**Exercise requirements:**
Put the lines from the one containing "of the tangled" through the one containing "pixel 86 614", both included, into a JSON list of strings, one string per line, with blank lines omitted.

**Provided records:**
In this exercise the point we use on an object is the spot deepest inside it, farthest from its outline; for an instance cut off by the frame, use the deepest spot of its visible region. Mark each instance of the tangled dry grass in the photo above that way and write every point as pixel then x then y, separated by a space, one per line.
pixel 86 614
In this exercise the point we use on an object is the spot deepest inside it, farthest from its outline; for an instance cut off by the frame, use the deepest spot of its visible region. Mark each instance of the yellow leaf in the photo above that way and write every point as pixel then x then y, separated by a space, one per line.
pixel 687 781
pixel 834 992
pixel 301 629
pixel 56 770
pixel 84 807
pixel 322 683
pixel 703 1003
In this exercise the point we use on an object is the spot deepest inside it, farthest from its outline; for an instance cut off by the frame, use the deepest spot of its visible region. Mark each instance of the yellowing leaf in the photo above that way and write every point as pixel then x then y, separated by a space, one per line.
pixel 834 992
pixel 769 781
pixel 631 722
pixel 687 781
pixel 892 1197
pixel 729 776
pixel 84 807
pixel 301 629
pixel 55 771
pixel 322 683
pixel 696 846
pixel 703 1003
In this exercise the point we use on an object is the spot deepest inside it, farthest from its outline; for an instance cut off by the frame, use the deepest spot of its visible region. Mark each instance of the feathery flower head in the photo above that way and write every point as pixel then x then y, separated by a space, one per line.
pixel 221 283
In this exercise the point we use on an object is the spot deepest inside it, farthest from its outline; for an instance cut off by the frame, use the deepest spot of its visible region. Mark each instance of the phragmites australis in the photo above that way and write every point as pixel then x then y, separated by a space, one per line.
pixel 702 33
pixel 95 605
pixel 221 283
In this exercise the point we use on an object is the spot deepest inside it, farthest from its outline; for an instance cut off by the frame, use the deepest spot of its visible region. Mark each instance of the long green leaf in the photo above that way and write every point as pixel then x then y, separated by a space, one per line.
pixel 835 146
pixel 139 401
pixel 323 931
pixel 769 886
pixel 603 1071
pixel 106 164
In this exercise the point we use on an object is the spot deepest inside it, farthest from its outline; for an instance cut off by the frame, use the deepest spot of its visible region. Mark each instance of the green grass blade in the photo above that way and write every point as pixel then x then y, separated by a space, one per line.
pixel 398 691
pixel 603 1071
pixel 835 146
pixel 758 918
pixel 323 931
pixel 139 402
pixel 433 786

---

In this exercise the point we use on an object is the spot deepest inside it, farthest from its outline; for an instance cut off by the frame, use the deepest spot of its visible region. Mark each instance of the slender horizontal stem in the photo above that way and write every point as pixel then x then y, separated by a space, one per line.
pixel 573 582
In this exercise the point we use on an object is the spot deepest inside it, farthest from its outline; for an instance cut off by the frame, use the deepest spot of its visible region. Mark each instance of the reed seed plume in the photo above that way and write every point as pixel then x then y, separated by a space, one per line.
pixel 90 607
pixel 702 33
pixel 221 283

--

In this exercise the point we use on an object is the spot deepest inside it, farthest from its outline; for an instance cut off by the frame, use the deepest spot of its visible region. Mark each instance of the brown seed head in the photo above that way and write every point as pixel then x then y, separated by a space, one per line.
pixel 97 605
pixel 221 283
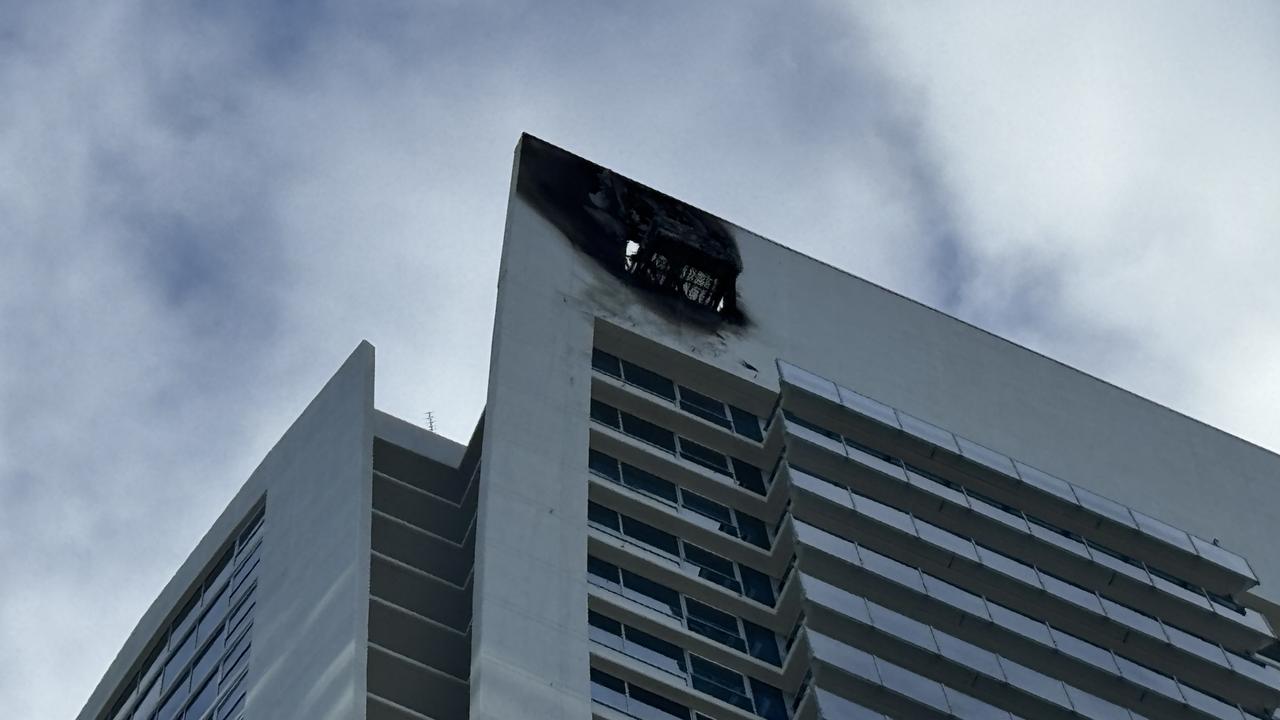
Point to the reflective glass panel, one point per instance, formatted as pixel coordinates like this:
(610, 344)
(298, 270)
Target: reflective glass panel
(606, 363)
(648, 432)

**Answer for this exercise:**
[
  "In this exercise the point we use on an object is the spot deepest inside it, farthest from its outline; for an instance cut off by the frame, use the deepest spot of its visible region. Mark each instance of the tangled dry grass in the photo above that way and write every point as pixel then x then y, separated by a space, one per line.",
  "pixel 86 614"
]